- **Tarefa do exercício A**: Reescreva como uma lista JSON de strings os registros que vão da linha que contém "Could you point out the cloud" até o fim dos registros, com uma string para cada linha e sem as linhas em branco. Deixe as imagens de fora da resposta.

- **Trecho selecionado**:

Não nos basta a derrota da lei antibingos, o disparo do dólar, o desnecessário quiproquó internacional com o New York Times. Essa chegada aos meados de 2004 levanta incidente mais inquietante à imagem política que o PT trouxe ao primeiro plano do poder. Difícil emergência mais nítida, puxada pelo roldão da vitória, que a de João Paulo Cunha no comando da Câmara. A sua expertise devemos a votação das reformas da previdência e fiscal. O deputado paulista tornou-se peça chave na administração desta inédita supermaioria do Governo, transpondo, sem perda, da massa, o peso dos partidos aliados, aos votos no Congresso para o desemperro do statu quo brasileiro. João Paulo, a partir do trabalho conjunto com a Casa Civil, costurou o fio do adesismo mais atilado, com a visão clara dos prêmios e rações efetivas a que poderiam fazer jus, pondo em marcha o aparelho legislativo nacional.
Empurrão ainda quase esquivo, deixando, a caminho, exigências mais fundas, do que seja mexer no que está aí, no trato dos antigos privilégios da aposentadoria pelo Brasil instalado, ou de uma engrenagem de impostos que, de fato, esterilizam, afinal, o dispêndio público. Quer-se, por aí, eliminar o vespeiro burocrático que desfigura cronicamente a passagem da verba à obra pública.
A reforma política anunciada viria na esteira destes primeiros passos, acenando às novas regras da representação, da redução das legendas de aluguel, sobre o rótulo dos partidos nanicos, ou do corte ao “leva e trás” da filiação, ou do basta às mudanças de ultimíssima hora dos súcubos do sistema - batido o martelo do seu preço.
Na crista de todo esse empenho das reformas não é senão o homem novo do PT que, de repente, entrega-se a todo o contrário da política esperada de um puro-sangue da estirpe emergente de legisladores, no pleito de renovação do mandato de presidente da Câmara. Passou, para tal, por todas as etapas, e contorções da negociata mais óbvia, no chorrilho desgastante, a fim de permanecer no posto, mesmo fosse ao custo de uma emenda constitucional. Não hesitou, no embalo continuista, em tentar a mais opulenta das mudanças, a da Carta Magna, para que o voto em causa própria fosse risco a correr, prematuro, no Congresso pelo partido fortíssimo e em início de seu fastígio político. Não se constrangeu a atentar contra a fé democrática arraigada da legenda, que começa pela aceitação dos rodízios e renovações dos postos no Congresso. O que espantou o País foi o recurso, por João Paulo, a todos os usos e costumes, da melhor moeda da mercancia eleitoral, e de apelo à cornucópia dos benefícios, messes e galas, que um regimento arrombado permitiria ao saque da hora.

- **Tarefa do exercício B**: Copie literalmente a parte do trecho selecionado que vai de "Empurrão ainda quase" a "à obra pública.".

Registros de anotação de coordenadas
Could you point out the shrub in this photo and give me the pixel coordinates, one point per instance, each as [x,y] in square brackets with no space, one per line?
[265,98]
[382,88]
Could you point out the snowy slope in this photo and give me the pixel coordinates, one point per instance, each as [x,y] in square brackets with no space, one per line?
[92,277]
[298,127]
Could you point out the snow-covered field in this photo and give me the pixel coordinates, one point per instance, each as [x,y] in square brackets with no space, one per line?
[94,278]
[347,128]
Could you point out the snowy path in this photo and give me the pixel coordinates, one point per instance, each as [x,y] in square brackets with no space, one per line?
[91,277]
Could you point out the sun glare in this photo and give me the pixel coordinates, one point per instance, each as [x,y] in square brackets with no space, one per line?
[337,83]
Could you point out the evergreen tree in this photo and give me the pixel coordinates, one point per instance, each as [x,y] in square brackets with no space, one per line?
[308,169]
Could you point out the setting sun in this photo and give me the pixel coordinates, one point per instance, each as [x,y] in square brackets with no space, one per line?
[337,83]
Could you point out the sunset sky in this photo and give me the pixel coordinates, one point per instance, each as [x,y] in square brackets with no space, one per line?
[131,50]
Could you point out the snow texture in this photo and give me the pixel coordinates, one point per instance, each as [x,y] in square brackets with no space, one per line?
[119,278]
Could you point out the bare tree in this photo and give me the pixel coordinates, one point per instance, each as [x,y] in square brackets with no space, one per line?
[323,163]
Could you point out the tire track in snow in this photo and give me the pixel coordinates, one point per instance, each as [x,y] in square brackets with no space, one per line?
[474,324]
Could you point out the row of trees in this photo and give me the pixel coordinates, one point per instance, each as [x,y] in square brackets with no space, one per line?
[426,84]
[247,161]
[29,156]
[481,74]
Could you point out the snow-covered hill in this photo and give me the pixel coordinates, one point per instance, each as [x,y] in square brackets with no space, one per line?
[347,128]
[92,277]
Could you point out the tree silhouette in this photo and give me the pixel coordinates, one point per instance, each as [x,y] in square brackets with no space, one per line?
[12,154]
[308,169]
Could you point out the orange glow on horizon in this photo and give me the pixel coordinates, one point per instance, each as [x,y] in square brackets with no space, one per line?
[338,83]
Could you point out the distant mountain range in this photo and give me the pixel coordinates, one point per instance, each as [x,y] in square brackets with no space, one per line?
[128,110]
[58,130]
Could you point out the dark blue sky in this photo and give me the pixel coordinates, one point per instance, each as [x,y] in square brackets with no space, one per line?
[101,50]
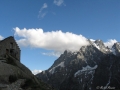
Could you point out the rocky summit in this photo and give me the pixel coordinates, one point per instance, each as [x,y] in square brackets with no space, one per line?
[92,67]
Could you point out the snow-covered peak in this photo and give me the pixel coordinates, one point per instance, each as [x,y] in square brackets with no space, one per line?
[84,69]
[52,70]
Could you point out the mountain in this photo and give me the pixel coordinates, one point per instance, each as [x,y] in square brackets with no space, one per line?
[15,76]
[92,67]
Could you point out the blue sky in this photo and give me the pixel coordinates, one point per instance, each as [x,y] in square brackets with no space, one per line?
[43,19]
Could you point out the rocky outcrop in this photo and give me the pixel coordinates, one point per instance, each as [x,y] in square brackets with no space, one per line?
[16,76]
[93,67]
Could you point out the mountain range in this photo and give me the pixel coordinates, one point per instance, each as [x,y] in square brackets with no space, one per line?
[92,67]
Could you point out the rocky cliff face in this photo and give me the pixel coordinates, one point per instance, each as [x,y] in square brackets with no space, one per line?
[16,76]
[92,67]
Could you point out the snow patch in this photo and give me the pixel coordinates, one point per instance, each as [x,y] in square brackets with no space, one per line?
[84,69]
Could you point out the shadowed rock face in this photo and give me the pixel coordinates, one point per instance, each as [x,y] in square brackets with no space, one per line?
[16,76]
[92,67]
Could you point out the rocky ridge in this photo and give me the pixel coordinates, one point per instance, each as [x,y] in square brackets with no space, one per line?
[92,67]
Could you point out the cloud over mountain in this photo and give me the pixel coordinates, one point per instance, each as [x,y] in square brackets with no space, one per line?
[41,13]
[57,41]
[110,42]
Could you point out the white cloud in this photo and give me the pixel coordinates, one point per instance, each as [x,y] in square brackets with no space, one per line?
[1,37]
[110,42]
[36,71]
[41,13]
[56,54]
[57,41]
[59,2]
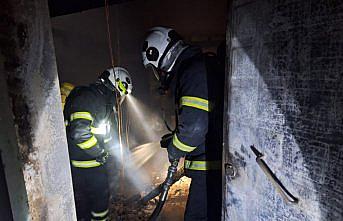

- **Resposta escrita A**:
[
  "Could you point out the cloud over mountain in this photo and give me the pixel coordinates, one point per instance, each as [x,y] in square brackets with no space, one per line?",
  "[41,13]",
  "[57,41]",
  "[110,42]",
  "Could you point out the white cloud in this photo and give me the pixel coordinates, one point per instance, each as [x,y] in square brackets with no space, one per line?",
  "[1,37]",
  "[110,42]",
  "[36,71]",
  "[41,13]",
  "[56,54]",
  "[57,41]",
  "[59,2]"
]

- **Resposta escrita B**:
Empurrão ainda quase esquivo, deixando, a caminho, exigências mais fundas, do que seja mexer no que está aí, no trato dos antigos privilégios da aposentadoria pelo Brasil instalado, ou de uma engrenagem de impostos que, de fato, esterilizam, afinal, o dispêndio público. Quer-se, por aí, eliminar o vespeiro burocrático que desfigura cronicamente a passagem da verba à obra pública.